● Task details
Repeat everything in the entries from the line containing "Target: child's bare foot" down to the line containing "[[[141,109],[146,109],[146,103],[143,103]]]", with both of those lines included. Leave any pictures out.

# START OF Dataset

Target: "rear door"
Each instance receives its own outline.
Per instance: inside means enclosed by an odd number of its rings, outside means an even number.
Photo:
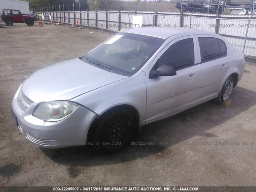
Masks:
[[[145,78],[146,122],[178,113],[193,105],[200,72],[198,62],[194,36],[173,40],[155,58]],[[174,68],[177,74],[150,79],[150,72],[162,64]]]
[[[230,64],[223,41],[214,36],[197,37],[202,72],[198,98],[203,101],[218,95]]]

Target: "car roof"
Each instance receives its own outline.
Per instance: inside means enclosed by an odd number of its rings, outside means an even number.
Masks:
[[[140,27],[134,28],[124,31],[122,32],[146,35],[164,39],[169,38],[174,35],[182,34],[182,35],[181,35],[180,36],[195,34],[216,34],[210,32],[185,27],[168,28]]]

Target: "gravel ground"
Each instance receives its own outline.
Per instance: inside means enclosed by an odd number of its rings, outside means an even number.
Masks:
[[[229,106],[208,102],[143,127],[134,139],[156,145],[108,156],[87,147],[43,149],[15,126],[15,92],[36,71],[112,35],[15,25],[0,29],[0,186],[256,186],[256,65],[246,64]]]

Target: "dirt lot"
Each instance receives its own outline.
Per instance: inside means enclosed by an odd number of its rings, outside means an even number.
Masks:
[[[255,64],[246,64],[228,107],[209,102],[142,127],[135,140],[156,145],[109,156],[87,147],[42,149],[15,126],[10,108],[17,89],[38,70],[112,35],[15,25],[0,29],[0,186],[256,186]]]

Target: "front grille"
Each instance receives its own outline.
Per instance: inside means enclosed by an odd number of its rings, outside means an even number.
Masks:
[[[33,103],[32,101],[24,94],[21,89],[20,90],[17,99],[18,104],[23,111],[26,111],[28,108]]]
[[[31,142],[42,146],[56,146],[59,144],[58,140],[45,140],[34,138],[26,134],[26,137]]]

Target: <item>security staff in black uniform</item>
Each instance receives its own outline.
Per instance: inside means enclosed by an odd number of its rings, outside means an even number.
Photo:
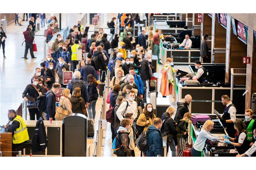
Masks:
[[[223,115],[221,116],[220,121],[225,127],[228,135],[234,138],[235,134],[236,132],[236,130],[234,127],[236,113],[235,106],[230,101],[230,99],[227,95],[221,96],[221,102],[225,106]]]
[[[197,60],[195,61],[195,67],[197,70],[196,75],[193,78],[193,80],[197,80],[199,83],[201,83],[206,79],[206,73],[207,71],[202,65],[201,62]]]

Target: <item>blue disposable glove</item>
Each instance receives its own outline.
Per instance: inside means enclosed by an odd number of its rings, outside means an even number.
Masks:
[[[227,143],[228,144],[230,144],[230,143],[231,143],[231,142],[230,141],[229,141],[228,140],[224,140],[224,142],[225,142],[226,143]]]

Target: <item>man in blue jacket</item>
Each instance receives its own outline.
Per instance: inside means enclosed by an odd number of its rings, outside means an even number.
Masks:
[[[130,67],[129,68],[129,73],[132,74],[134,77],[134,81],[135,84],[137,85],[138,87],[138,94],[140,95],[140,97],[141,99],[143,98],[143,82],[140,77],[139,75],[135,74],[134,68],[132,67]]]
[[[162,127],[162,121],[157,118],[153,121],[153,125],[148,128],[149,133],[148,138],[148,149],[146,152],[147,156],[162,156],[163,138],[160,129]]]
[[[56,112],[56,93],[59,92],[60,84],[56,83],[53,84],[52,88],[48,91],[45,95],[45,106],[46,109],[44,112],[45,119],[49,121],[50,118],[55,120]]]
[[[146,44],[146,37],[145,34],[146,31],[145,30],[143,30],[141,32],[141,34],[140,34],[138,37],[138,43],[140,44],[141,46],[143,46],[143,48],[144,49],[147,48],[147,46]]]

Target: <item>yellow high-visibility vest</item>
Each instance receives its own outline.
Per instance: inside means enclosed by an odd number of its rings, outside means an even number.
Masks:
[[[20,123],[20,127],[16,129],[14,132],[14,134],[12,136],[12,143],[14,144],[21,143],[29,139],[26,125],[24,120],[21,116],[17,115],[13,121],[16,121]]]

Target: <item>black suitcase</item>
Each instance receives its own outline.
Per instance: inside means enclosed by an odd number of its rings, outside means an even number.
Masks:
[[[99,85],[99,94],[100,96],[103,96],[103,91],[104,91],[104,86],[105,86],[105,83],[101,83]]]
[[[92,137],[94,136],[94,124],[92,120],[87,121],[87,137]]]

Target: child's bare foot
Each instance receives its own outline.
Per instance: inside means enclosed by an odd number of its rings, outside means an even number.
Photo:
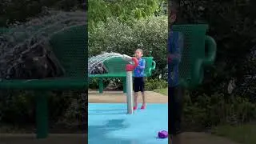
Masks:
[[[141,109],[146,109],[146,103],[143,103]]]

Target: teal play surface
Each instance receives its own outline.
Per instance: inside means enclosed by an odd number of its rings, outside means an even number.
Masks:
[[[126,114],[125,103],[90,103],[89,144],[167,144],[158,132],[168,130],[168,105],[147,104]],[[140,107],[138,107],[140,108]]]

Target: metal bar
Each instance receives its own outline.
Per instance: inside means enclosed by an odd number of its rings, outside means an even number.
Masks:
[[[126,97],[127,97],[127,113],[134,113],[133,98],[133,72],[126,71]]]

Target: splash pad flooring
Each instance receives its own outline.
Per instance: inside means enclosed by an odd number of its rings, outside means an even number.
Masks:
[[[89,103],[88,110],[89,144],[168,143],[157,138],[159,130],[168,130],[166,103],[148,103],[132,115],[124,103]]]

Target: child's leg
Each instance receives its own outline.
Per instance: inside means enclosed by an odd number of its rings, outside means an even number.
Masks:
[[[146,108],[146,97],[145,97],[145,79],[144,78],[142,78],[141,79],[141,86],[140,86],[140,90],[142,92],[142,109],[145,109]]]
[[[138,106],[138,92],[134,92],[134,108]]]

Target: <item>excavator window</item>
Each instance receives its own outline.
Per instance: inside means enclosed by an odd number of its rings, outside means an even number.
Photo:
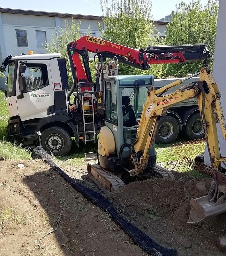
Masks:
[[[115,80],[113,79],[106,83],[106,119],[117,124]]]
[[[139,86],[134,93],[134,87],[128,87],[124,88],[122,92],[123,98],[125,96],[128,97],[128,102],[129,101],[130,104],[133,106],[136,116],[138,120],[140,119],[143,105],[147,99],[148,89],[147,86]],[[122,104],[124,105],[123,102]]]

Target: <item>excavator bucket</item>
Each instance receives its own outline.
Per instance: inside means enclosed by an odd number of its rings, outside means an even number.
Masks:
[[[195,224],[207,217],[226,212],[226,195],[222,196],[216,202],[210,202],[208,196],[192,199],[190,204],[190,216],[187,223]]]

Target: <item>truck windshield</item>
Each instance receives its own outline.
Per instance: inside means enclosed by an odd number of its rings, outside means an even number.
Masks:
[[[9,92],[12,92],[12,91],[15,68],[15,63],[11,62],[9,63],[8,79],[7,81],[8,89]]]

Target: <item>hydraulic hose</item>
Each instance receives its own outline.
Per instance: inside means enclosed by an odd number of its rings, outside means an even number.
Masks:
[[[69,103],[69,105],[70,106],[72,106],[75,102],[74,100],[73,102],[71,102],[70,98],[71,97],[71,96],[72,94],[73,93],[73,92],[74,91],[76,87],[76,84],[75,83],[73,83],[72,84],[72,86],[71,88],[71,90],[69,91],[67,94],[67,98],[68,100],[68,102]]]

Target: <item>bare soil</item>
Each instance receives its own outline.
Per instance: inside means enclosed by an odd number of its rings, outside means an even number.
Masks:
[[[42,161],[1,161],[0,168],[1,256],[146,255]]]
[[[198,225],[187,223],[191,199],[207,195],[211,180],[174,174],[175,180],[158,178],[129,184],[111,195],[112,204],[159,244],[176,248],[179,255],[225,256],[216,246],[219,236],[226,234],[226,214]],[[200,181],[206,190],[197,189]]]
[[[19,168],[19,163],[24,167]],[[0,167],[1,256],[146,255],[42,161],[0,161]],[[82,166],[62,169],[88,183]],[[176,249],[180,256],[225,255],[216,242],[226,234],[226,214],[196,226],[187,223],[191,198],[206,195],[211,180],[174,174],[175,180],[136,181],[106,196],[126,218],[159,244]],[[197,190],[200,181],[206,190]]]

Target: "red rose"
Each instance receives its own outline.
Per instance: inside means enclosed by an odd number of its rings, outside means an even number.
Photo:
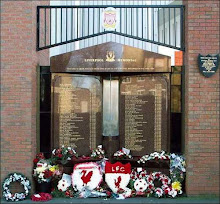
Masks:
[[[165,194],[168,194],[168,193],[169,193],[168,188],[166,188],[166,189],[164,190],[164,193],[165,193]]]
[[[58,156],[59,158],[62,158],[63,155],[62,155],[62,154],[58,154],[57,156]]]
[[[62,150],[61,149],[57,149],[56,152],[57,152],[57,154],[61,154]]]
[[[39,161],[39,159],[37,159],[37,158],[35,158],[35,159],[33,160],[34,164],[37,164],[38,161]]]
[[[53,176],[53,172],[52,171],[50,171],[50,170],[44,171],[44,177],[45,178],[50,178],[52,176]]]
[[[66,191],[66,196],[70,196],[70,192],[69,191]]]
[[[106,194],[107,194],[108,197],[111,196],[111,192],[110,191],[106,191]]]
[[[156,173],[155,177],[160,178],[160,173]]]
[[[149,189],[152,189],[152,188],[153,188],[153,185],[150,184],[148,187],[149,187]]]

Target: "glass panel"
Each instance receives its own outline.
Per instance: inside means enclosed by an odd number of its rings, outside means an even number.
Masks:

# END OF Dataset

● Written response
Target: child's bare foot
Each instance receives its own outline.
Per instance: inside means enclosed by an odd number of its rings, outside means an even number.
Photo:
Masks:
[[[141,109],[146,109],[146,103],[143,103]]]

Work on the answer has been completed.